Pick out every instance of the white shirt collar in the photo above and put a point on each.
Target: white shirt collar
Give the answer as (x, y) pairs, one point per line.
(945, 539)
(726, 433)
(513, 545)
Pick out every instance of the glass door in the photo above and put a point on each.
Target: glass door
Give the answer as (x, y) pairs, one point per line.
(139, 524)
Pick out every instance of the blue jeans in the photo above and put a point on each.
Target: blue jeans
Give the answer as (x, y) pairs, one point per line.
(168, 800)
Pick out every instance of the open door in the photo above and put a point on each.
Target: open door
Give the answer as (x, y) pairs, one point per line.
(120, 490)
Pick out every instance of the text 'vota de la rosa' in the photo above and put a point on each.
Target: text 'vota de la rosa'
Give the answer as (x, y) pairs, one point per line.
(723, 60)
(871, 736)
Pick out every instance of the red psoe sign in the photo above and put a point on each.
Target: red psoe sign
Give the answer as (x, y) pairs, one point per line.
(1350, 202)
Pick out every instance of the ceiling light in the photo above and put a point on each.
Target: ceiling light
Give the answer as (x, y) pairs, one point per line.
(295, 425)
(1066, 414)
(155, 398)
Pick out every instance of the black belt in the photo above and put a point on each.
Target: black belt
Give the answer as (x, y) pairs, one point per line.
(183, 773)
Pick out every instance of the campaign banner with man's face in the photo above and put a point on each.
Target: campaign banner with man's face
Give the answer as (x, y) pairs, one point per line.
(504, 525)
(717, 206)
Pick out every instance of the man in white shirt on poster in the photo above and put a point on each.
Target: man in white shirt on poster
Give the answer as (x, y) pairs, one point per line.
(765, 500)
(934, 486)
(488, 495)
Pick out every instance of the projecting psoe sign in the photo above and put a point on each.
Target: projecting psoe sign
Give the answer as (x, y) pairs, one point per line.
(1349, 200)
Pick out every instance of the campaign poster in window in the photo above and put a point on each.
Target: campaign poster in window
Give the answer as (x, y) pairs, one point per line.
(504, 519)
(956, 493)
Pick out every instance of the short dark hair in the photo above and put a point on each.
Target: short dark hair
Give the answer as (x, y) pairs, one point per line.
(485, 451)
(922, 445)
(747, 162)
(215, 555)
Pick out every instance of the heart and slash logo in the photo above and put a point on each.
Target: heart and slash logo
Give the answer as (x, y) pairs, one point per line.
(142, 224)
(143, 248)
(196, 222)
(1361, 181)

--- --- ---

» **The exercise**:
Rewrite every line of the data above as a numbered list, leaving out any blank lines.

» **Full solution**:
1. Pick out every instance of the white shirt collar in the photo above and put a point on each.
2. Target: white shirt collar
3. Give the answer as (x, y) pairs, one point per line.
4. (945, 539)
5. (726, 433)
6. (513, 545)
7. Pick out every instance of the glass door in the photo above and put a point on each.
8. Target: glass door
9. Give the answer as (x, y) pairs, one point per line.
10. (139, 524)
11. Pick out every instance of the blue jeans in the photo above and put a point on each.
12. Target: blue jeans
13. Give the answer as (x, y) pairs, one point per line.
14. (168, 800)
15. Pick out every instance of the open door in the photo above and put a point on each.
16. Target: open door
17. Give the answer as (x, y) pairs, one point per line.
18. (120, 490)
19. Pick out every instance of the text 'vota de la rosa' in the photo above and put a point on each.
20. Target: text 'vota de la rosa'
21. Give the answer as (x, y) pairs, one point per line.
22. (723, 60)
23. (871, 736)
24. Pick out every instance of the red psoe sign in the photo above and put a point on each.
25. Target: red psoe sign
26. Give the answer as (x, y) pairs, one point per line.
27. (1350, 202)
28. Pick out every instance of the ceiling light in the photo above and put a point on each.
29. Target: ceiling light
30. Give the answer as (x, y) pairs, one point per line.
31. (295, 425)
32. (1066, 414)
33. (155, 398)
34. Pick out every instance of the black belt in the photo above and put a point on each.
35. Target: black belt
36. Give the answer as (x, y) pairs, one point per line.
37. (183, 773)
38. Pick out every instance of the campaign banner with man's face in the photo above and put a point on each.
39. Target: campaign banner with man's face
40. Give the answer as (x, y) pairs, one point per line.
41. (504, 525)
42. (717, 206)
43. Pick out every instance of the man in white shirt on poster in the photo above and put a point on each.
44. Target: man in white shirt on poster
45. Give the answer as (x, y) pairs, one point per line.
46. (765, 500)
47. (934, 486)
48. (488, 495)
49. Pick out every instance of the projecting psoe sign in the photo above and put a point on each.
50. Target: projecting psoe sign
51. Give the answer as (x, y) pairs, one point per line.
52. (1349, 200)
53. Pick out every instance of the campaign poster in window in the photo above and put a point on each.
54. Target: campaign poster in window
55. Give the answer as (x, y) pairs, one point per line.
56. (504, 519)
57. (956, 493)
58. Pick out every instance of the short dark hair in the photo above and put a point on each.
59. Target: short dark hair
60. Give the answer as (x, y) pairs, one point per line.
61. (485, 451)
62. (922, 445)
63. (747, 162)
64. (215, 555)
65. Pick out every instance of the heart and slash logo in the photo above and put a point on each.
66. Target: heart and slash logo
67. Give the answer as (x, y) pairs, one point per line.
68. (142, 224)
69. (143, 248)
70. (196, 222)
71. (1361, 181)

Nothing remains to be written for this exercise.